[A series of records]
**********
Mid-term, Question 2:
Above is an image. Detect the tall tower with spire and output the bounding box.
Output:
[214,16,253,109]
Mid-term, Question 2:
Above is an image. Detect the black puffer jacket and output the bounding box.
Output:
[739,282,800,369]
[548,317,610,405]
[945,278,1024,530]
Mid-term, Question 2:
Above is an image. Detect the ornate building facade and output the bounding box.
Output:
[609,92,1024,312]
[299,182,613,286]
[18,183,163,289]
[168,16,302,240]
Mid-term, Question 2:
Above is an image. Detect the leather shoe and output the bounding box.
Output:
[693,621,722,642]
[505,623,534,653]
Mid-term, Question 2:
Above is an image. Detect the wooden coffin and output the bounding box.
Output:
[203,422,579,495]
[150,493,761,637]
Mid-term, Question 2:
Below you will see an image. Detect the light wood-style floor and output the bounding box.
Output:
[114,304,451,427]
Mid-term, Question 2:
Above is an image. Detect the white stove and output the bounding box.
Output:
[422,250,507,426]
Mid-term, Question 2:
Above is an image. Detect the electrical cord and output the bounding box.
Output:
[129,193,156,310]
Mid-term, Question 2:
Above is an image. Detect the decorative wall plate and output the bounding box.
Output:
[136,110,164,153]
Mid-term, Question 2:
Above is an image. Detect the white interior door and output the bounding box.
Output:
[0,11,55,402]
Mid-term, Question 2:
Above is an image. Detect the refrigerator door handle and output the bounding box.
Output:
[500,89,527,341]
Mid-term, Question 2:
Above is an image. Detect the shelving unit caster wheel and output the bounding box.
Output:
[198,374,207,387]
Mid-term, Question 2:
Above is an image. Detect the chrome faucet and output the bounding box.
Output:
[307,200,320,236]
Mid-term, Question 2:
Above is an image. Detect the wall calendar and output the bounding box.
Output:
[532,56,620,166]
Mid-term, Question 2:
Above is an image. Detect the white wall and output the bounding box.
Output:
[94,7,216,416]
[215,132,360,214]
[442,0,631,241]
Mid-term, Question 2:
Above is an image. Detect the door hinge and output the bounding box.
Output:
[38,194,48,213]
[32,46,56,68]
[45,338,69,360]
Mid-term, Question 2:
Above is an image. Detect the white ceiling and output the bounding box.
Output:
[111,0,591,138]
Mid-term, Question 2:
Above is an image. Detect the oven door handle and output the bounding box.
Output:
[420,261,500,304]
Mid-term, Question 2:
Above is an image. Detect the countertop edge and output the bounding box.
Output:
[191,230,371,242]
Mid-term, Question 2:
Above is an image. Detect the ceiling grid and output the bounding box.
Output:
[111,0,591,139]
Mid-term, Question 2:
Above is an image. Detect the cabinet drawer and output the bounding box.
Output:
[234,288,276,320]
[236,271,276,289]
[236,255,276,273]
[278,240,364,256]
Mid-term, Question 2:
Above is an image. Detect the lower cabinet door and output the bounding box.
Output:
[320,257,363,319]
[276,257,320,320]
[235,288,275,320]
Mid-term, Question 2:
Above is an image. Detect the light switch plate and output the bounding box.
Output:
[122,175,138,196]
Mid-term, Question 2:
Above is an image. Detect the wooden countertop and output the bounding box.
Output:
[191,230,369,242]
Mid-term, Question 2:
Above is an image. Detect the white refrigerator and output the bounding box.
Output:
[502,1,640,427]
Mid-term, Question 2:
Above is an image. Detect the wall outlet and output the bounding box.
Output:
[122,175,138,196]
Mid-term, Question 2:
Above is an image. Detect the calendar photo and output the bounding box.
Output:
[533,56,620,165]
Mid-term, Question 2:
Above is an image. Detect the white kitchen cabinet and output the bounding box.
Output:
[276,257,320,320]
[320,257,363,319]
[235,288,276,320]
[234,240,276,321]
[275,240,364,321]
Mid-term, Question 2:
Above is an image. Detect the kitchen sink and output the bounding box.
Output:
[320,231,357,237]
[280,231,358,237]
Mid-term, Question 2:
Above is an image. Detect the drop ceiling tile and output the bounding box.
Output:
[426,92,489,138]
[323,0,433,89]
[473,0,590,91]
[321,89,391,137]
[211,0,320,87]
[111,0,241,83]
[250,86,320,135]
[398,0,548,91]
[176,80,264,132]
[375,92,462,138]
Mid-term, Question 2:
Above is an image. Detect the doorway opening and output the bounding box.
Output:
**********
TASK INSTRUCTIONS:
Can you recast every item above as a numbered list, leaving out any blank lines?

COMPLETE ANSWER:
1. Mid-term, Question 2:
2. Above is an image. Detect the tall tower with spire and output the bounding box.
3. Output:
4. [214,16,253,109]
5. Mid-term, Question 2:
6. Above is an image. Detect the black puffer jacket and output the bounding box.
7. Output:
8. [739,282,800,369]
9. [548,317,610,405]
10. [945,278,1024,530]
11. Mid-term, Question 2:
12. Above is an image. Detect the ornate building facade and output the bounding box.
13. Output:
14. [609,92,1024,312]
15. [299,182,613,286]
16. [18,183,163,289]
17. [168,16,302,240]
18. Mid-term, Question 2:
19. Above is an image. Detect the leather shoe and output the bounding box.
20. Output:
21. [693,621,722,642]
22. [505,623,534,653]
23. Mid-term, Question 2:
24. Above is an image. Detect the wooden coffin and output the bounding box.
25. Output:
26. [203,422,579,495]
27. [150,493,761,637]
28. Mid-term, Question 2:
29. Below you will see an image. Detect the light wood-style floor and output the bounding box.
30. Output:
31. [114,304,451,427]
32. Mid-term, Question 2:
33. Above is an image. Detect the white stove and output the bounding box.
34. Output:
35. [422,250,507,426]
36. Mid-term, Question 2:
37. Above is an image. Detect the electrical cord and output the bounding box.
38. Output:
39. [129,193,156,310]
40. Mid-term, Question 2:
41. Above is an image. Detect the decorative wall plate and output the bounding box.
42. Output:
43. [136,110,164,153]
44. Mid-term, Question 2:
45. Above is an image. Detect the white interior door and output the bounding box.
46. Output:
47. [0,11,55,402]
48. Mid-term, Question 2:
49. Above is an image. Detect the refrigerator door handle and output the bounding box.
50. Output:
51. [500,89,527,341]
52. Mid-term, Question 2:
53. Above is an image. Detect the shelving unit caster wheel and output the bounding box.
54. Output:
55. [198,374,207,387]
56. Mid-term, Question 2:
57. Above is an image. Detect the chrome faucet and output the bounding box.
58. Output:
59. [307,200,320,236]
60. Mid-term, Question 2:
61. Above is an image. Detect the wall calendar and output the bounding box.
62. Output:
63. [532,56,620,166]
64. Mid-term, Question 2:
65. Above is an image. Detect the white wall and output the bounding box.
66. Output:
67. [94,7,216,416]
68. [215,132,360,214]
69. [442,0,631,241]
70. Mid-term, Question 2:
71. Above is an image. Detect the door hinge and output the bounding box.
72. Output:
73. [38,194,48,213]
74. [32,46,56,68]
75. [45,338,69,360]
76. Mid-term, Question 2:
77. Above is an image. Detect the white ceiling and output the bounding box.
78. Output:
79. [111,0,591,138]
80. Mid-term, Question 2:
81. Above is an image. Detect the oven door handle and output the bounding box.
82. Output:
83. [420,261,500,304]
84. Mid-term, Question 2:
85. Above is an image. Detect the countertop edge and output the bounding box.
86. Output:
87. [191,230,371,242]
88. Mid-term, Question 2:
89. Above is an image. Detect the ceiling grid and output the bounding box.
90. Output:
91. [111,0,591,139]
92. Mid-term, Question 2:
93. Above is an image. Detect the cabinet drawer and output the bounding box.
94. Output:
95. [234,288,276,320]
96. [236,271,276,289]
97. [236,255,276,273]
98. [278,240,364,256]
99. Mid-term, Question 2:
100. Above is an image. Detect the lower cabinet door and output the bounding box.
101. Output:
102. [320,257,363,319]
103. [276,257,320,320]
104. [235,288,275,320]
105. Mid-term, Question 2:
106. Above is an image. Detect the light switch plate and output the bounding box.
107. Output:
108. [122,175,138,196]
109. Mid-term, Question 2:
110. Above is an image. Detect the wooden countertop and output the bounding box.
111. Output:
112. [191,230,369,242]
113. Mid-term, Question 2:
114. Above is an image. Detect the white refrigerator and output the bounding box.
115. Output:
116. [502,1,640,427]
117. Mid-term, Question 2:
118. Above is an image. Detect the wall outlet and output the bounding box.
119. Output:
120. [122,175,138,196]
121. Mid-term, Question 2:
122. Above is an image. Detect the calendar photo and output the bounding box.
123. Output:
124. [533,56,620,165]
125. Mid-term, Question 2:
126. Above is an image. Detect the white kitchen cabinet and output the bounding box.
127. Output:
128. [276,257,320,320]
129. [320,257,363,319]
130. [235,288,276,320]
131. [234,240,276,321]
132. [275,240,364,321]
133. Mid-term, Question 2:
134. Above is an image. Detect the kitchen sink and output the bounding box.
135. Output:
136. [320,231,357,237]
137. [280,231,358,237]
138. Mid-term, Question 2:
139. Above is an image. Detect the drop ceiling tile and output the bounding box.
140. Output:
141. [426,92,489,138]
142. [323,0,433,89]
143. [473,0,590,91]
144. [321,89,391,137]
145. [211,0,320,87]
146. [111,0,241,83]
147. [250,86,320,135]
148. [398,0,548,91]
149. [176,80,264,132]
150. [375,92,462,138]
151. Mid-term, Question 2:
152. Above is an image. Detect the doorway opening and output the bounding box.
153. Output:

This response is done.